*** PROVIDED DATA

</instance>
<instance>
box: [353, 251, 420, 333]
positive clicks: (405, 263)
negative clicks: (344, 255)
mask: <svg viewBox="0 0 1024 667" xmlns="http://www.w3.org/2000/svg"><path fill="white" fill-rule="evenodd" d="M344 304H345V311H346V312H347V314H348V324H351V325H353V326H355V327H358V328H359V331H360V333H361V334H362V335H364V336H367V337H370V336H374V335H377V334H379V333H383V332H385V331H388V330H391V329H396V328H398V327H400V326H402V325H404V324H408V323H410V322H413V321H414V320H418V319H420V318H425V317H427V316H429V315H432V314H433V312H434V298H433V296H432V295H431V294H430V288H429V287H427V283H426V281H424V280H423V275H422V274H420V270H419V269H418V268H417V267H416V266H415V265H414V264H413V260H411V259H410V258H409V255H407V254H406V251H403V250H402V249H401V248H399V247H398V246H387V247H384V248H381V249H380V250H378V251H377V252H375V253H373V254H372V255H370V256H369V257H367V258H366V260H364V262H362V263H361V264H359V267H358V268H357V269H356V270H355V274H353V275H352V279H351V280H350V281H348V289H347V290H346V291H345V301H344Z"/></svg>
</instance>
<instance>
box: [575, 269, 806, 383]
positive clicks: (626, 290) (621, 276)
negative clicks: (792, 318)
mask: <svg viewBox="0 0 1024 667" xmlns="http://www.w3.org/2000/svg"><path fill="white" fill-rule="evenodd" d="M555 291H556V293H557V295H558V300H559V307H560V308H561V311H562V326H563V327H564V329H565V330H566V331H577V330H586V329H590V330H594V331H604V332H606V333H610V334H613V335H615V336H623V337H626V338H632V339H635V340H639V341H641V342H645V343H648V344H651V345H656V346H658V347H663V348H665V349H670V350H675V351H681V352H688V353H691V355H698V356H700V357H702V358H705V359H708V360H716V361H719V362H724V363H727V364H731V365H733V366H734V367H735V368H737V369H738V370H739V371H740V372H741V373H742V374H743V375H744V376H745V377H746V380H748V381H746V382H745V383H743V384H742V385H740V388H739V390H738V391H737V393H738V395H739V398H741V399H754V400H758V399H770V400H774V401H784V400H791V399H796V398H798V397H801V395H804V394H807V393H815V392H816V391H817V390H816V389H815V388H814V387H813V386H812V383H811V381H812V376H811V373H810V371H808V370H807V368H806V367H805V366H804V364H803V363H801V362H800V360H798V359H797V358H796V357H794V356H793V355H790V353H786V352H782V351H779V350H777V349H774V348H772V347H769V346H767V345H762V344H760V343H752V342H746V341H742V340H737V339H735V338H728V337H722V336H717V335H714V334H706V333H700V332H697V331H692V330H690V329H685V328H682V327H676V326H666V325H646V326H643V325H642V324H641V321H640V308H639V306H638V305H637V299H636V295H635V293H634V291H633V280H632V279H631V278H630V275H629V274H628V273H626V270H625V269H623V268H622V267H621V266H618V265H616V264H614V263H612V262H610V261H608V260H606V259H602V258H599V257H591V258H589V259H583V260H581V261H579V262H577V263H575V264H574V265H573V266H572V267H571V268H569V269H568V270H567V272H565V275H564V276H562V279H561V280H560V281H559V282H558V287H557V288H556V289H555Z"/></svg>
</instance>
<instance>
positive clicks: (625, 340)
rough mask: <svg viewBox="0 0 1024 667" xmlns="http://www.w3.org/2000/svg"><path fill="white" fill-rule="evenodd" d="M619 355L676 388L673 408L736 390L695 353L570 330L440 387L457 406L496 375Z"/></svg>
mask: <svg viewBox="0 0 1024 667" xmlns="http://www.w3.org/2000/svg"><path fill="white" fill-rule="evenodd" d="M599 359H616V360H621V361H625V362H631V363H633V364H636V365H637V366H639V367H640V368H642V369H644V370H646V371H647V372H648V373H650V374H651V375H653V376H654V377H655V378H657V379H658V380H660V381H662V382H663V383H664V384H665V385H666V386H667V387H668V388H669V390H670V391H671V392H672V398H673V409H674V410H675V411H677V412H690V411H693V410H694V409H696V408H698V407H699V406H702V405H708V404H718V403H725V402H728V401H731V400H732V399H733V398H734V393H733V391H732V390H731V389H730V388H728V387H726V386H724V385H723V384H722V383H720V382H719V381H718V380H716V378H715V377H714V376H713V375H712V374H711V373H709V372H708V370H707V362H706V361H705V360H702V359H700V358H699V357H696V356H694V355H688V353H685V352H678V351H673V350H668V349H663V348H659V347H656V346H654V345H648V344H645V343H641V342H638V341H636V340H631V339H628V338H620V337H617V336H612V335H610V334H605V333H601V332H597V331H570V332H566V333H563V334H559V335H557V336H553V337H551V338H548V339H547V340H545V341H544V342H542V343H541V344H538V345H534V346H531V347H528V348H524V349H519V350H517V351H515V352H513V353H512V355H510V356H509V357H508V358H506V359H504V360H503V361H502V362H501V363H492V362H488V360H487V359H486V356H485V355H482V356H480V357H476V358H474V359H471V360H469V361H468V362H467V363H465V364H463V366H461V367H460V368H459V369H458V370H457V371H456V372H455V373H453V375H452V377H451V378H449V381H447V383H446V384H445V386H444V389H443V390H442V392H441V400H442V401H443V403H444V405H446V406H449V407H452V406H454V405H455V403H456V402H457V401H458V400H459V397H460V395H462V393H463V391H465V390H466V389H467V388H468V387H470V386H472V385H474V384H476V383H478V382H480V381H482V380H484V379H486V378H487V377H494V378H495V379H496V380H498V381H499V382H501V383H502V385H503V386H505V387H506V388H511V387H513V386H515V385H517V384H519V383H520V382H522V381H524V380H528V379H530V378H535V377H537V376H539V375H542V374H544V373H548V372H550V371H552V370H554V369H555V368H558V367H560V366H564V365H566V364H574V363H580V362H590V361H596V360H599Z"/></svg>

******

TASK GOAL: Find how many lines of the material carry the string "clicks". Only the number should be in the answer.

EXPECTED ANSWER: 5